▸ **Testo fornito**
====

Divideremo con loro il “pane quotidiano” ed il “debito buono“, per il benessere di tutti.
Le missioni di pace, il salvamento in mare, le accoglienze, la garanzia della sicurezza, la tutela della salute, l’assistenza ai meno abbienti, ai bisognosi ed ai senza fissa dimora, hanno costi elevati e se l’apparato dello Stato non usa le regole del “buon padre di famiglia”, la bancarotta è dietro l’angolo. I debiti buoni o cattivi che siano vanno onorati, “ad ogni costo”.
Proteggere gli oppressi a casa loro e spalancare le braccia ai fuggitivi costituisce un nostro sentimento umanitario, di buonsenso e morale, ma è – sopratutto – un ineludibile dovere giuridico:
“…Lo straniero, al quale sia impedito nel suo paese l’effettivo esercizio delle libertà democratiche garantite dalla Costituzione italiana, ha il diritto d’asilo nel territorio della Repubblica, secondo le condizioni stabilite dalla legge.” (art.10)

====

Dati del dataset:
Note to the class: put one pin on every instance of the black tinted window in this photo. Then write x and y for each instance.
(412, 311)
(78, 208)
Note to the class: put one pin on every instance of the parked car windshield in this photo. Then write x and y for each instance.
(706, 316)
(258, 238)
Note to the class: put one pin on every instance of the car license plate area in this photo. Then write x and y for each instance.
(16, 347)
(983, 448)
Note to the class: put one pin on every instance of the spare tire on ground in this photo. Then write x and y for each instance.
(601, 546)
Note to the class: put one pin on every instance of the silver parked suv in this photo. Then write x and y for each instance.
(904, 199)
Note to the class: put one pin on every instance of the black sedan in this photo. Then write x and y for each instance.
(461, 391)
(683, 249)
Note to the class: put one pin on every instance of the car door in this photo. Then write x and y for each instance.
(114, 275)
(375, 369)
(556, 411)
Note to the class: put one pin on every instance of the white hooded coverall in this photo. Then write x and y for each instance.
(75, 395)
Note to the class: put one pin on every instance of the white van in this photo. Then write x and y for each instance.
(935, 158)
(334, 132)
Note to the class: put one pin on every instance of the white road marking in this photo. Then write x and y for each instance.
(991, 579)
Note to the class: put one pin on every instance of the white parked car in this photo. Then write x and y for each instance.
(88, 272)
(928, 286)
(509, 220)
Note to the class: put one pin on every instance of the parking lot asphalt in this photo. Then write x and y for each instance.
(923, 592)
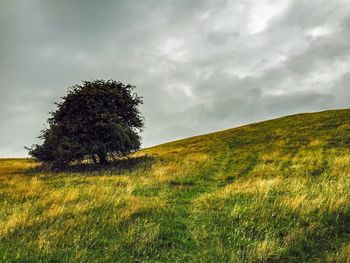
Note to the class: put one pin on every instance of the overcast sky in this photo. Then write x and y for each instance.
(201, 66)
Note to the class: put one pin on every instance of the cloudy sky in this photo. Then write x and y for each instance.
(201, 66)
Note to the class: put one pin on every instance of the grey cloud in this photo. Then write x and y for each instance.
(198, 64)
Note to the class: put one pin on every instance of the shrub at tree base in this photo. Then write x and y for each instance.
(95, 120)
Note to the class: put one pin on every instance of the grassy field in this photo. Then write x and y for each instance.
(276, 191)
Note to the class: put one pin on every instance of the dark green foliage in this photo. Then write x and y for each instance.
(96, 120)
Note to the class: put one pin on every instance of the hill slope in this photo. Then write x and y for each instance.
(272, 191)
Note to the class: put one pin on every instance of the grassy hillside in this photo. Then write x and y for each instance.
(275, 191)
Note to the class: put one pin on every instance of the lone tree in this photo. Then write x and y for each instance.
(95, 120)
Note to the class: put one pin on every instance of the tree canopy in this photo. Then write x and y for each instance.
(95, 120)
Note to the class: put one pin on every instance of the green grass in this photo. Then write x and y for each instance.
(276, 191)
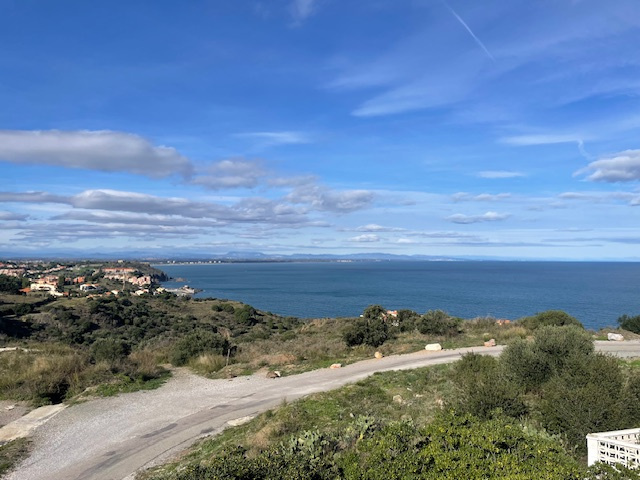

====

▸ **Consegna**
Nel testo fornito, in quale caso lo straniero ha il diritto d'asilo nel territorio della Repubblica?

▸ **Spazio risposta**
Quando nel suo paese gli è impedito l'effettivo esercizio delle libertà democratiche garantite dalla Costituzione italiana, secondo le condizioni stabilite dalla legge.